* What is needed
Reproduce exactly the lines from the one containing "Question. The photograph above contains instances of the hair" through the last line of the records below, both included, and nothing else.

* Provided information
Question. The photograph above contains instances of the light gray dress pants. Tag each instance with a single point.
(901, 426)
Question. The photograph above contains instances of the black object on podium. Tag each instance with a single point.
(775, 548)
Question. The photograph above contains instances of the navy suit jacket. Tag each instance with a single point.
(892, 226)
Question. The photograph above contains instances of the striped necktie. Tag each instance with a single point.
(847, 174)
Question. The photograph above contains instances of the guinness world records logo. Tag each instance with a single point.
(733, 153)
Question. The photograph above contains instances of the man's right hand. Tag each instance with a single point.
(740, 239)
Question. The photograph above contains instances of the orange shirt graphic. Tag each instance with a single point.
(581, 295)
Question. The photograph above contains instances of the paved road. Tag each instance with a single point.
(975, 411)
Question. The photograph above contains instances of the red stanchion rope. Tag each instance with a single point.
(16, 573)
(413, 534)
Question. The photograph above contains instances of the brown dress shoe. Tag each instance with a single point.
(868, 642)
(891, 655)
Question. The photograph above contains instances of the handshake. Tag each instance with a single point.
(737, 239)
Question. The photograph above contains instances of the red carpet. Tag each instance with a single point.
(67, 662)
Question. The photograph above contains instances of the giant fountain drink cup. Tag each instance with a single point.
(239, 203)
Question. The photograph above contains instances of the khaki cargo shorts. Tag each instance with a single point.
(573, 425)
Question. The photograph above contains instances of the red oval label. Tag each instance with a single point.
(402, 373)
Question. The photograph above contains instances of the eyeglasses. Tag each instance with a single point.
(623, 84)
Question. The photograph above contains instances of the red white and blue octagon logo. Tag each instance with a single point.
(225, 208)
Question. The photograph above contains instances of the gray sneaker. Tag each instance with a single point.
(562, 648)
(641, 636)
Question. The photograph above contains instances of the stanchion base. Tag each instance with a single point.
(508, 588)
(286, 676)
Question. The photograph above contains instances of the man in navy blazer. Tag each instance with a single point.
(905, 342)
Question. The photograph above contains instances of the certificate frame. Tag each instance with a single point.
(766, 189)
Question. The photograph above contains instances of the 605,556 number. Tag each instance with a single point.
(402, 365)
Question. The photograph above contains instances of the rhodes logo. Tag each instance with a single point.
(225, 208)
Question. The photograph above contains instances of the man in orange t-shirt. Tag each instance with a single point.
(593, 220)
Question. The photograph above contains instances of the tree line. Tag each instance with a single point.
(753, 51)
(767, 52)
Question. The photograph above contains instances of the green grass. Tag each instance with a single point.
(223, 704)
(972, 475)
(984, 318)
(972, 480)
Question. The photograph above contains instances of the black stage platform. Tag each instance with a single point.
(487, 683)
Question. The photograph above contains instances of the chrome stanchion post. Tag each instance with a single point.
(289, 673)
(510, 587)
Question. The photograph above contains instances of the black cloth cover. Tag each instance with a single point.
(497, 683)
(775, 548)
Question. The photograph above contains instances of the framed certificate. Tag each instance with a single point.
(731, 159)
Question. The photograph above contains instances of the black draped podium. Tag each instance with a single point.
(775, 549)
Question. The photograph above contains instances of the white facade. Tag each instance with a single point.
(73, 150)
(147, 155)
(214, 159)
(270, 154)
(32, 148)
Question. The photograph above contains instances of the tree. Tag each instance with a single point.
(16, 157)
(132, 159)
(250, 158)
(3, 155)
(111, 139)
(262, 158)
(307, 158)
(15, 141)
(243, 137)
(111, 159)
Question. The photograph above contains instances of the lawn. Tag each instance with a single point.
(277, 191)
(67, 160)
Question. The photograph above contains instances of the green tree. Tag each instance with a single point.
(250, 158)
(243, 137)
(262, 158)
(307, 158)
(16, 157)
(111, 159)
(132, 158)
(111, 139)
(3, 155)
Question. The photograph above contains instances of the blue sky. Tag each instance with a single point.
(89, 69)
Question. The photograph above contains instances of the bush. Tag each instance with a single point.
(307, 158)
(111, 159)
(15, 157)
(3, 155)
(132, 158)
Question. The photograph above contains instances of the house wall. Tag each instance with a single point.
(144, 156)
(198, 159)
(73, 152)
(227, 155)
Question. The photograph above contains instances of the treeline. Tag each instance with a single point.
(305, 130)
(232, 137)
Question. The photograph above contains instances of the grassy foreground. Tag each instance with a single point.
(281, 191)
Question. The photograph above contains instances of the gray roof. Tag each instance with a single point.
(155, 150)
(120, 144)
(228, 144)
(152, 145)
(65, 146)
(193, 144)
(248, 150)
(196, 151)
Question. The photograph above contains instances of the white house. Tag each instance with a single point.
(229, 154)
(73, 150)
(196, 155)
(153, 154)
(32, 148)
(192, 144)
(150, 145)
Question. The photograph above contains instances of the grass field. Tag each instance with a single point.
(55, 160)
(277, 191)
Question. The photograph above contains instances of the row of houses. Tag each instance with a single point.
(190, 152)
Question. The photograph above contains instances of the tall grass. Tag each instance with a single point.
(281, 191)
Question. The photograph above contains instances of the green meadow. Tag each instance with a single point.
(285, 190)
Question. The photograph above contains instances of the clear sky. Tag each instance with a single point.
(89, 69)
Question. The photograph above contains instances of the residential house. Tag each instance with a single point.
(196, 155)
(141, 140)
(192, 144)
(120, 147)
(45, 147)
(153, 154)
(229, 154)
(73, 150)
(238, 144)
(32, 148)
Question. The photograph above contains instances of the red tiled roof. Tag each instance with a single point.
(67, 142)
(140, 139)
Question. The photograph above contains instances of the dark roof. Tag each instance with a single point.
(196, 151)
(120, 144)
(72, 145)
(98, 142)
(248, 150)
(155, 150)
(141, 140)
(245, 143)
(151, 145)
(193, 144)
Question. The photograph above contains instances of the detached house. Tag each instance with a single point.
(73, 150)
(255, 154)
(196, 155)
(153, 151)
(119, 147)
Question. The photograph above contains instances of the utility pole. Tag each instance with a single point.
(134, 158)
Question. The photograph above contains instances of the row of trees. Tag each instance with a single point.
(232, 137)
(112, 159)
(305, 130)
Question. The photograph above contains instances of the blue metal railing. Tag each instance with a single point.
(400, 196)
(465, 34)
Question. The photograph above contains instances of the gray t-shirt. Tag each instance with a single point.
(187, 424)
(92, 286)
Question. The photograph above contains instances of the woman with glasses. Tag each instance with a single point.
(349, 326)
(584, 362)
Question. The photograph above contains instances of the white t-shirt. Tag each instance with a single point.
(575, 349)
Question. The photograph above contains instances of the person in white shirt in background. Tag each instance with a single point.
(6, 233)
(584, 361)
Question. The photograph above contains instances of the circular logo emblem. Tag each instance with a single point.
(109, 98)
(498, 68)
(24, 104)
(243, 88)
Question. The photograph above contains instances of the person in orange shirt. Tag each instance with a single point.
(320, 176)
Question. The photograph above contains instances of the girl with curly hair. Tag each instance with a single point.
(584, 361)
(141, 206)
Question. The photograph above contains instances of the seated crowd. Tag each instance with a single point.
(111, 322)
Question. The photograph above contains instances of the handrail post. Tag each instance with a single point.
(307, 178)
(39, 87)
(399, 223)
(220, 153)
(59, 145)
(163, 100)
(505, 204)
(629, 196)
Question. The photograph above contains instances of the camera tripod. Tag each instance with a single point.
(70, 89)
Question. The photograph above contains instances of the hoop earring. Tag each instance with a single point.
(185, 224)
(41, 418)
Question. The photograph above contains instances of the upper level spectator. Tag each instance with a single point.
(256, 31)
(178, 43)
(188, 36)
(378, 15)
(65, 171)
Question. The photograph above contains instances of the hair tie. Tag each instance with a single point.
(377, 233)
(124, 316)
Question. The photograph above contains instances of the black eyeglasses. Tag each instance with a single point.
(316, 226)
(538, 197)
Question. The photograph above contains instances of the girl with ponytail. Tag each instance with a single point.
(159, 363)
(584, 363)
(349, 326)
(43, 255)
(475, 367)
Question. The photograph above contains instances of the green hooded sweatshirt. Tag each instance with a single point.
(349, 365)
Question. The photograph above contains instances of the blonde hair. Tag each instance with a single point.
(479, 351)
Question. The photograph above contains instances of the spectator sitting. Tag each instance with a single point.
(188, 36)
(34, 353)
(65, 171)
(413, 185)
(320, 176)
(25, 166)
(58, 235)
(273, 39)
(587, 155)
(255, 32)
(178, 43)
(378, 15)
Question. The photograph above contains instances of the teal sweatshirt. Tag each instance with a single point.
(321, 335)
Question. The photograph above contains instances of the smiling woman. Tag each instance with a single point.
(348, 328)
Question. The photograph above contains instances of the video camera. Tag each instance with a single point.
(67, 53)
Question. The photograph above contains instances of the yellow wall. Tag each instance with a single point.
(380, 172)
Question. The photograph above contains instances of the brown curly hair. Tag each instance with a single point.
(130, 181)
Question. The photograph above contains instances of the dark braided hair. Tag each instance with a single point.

* Worked solution
Question. The photograph above contains instances of the hair tie. Tag each instance with a single point.
(377, 233)
(124, 316)
Question. The photograph above contains instances of the black eyeglasses. Tag each instance with a single point.
(316, 226)
(538, 197)
Question. The photograph above contains instances of the girl with ponytail. Tag each instance with a single point.
(159, 363)
(584, 363)
(349, 326)
(43, 255)
(475, 367)
Question. The photograph above contains instances of the green hooded sweatshirt. Tag each instance with a single point.
(349, 365)
Question. The photograph above contains instances of the blonde hair. Tag each instance with a single point.
(479, 351)
Question. The photograph above contains instances of the spectator sitting. Tag each instance with a single point.
(188, 36)
(34, 353)
(65, 171)
(413, 185)
(320, 176)
(25, 166)
(58, 235)
(273, 39)
(587, 155)
(255, 32)
(178, 43)
(378, 15)
Question. The photograph above contains instances of the teal sweatshirt. Tag each instance with a single point.
(321, 335)
Question. The photograph above contains instances of the smiling woman. Tag each instance with a single point.
(348, 328)
Question. The photograph above contains instances of the video camera. Tag each instance with a single point.
(67, 53)
Question. The photograph above contains instances of the yellow wall. Tag each instance with a single point.
(380, 172)
Question. The photograph above contains instances of the brown curly hair. Tag each instance with a single point.
(130, 181)
Question. The photograph above contains instances of the dark braided hair. Tag each instance with a single point.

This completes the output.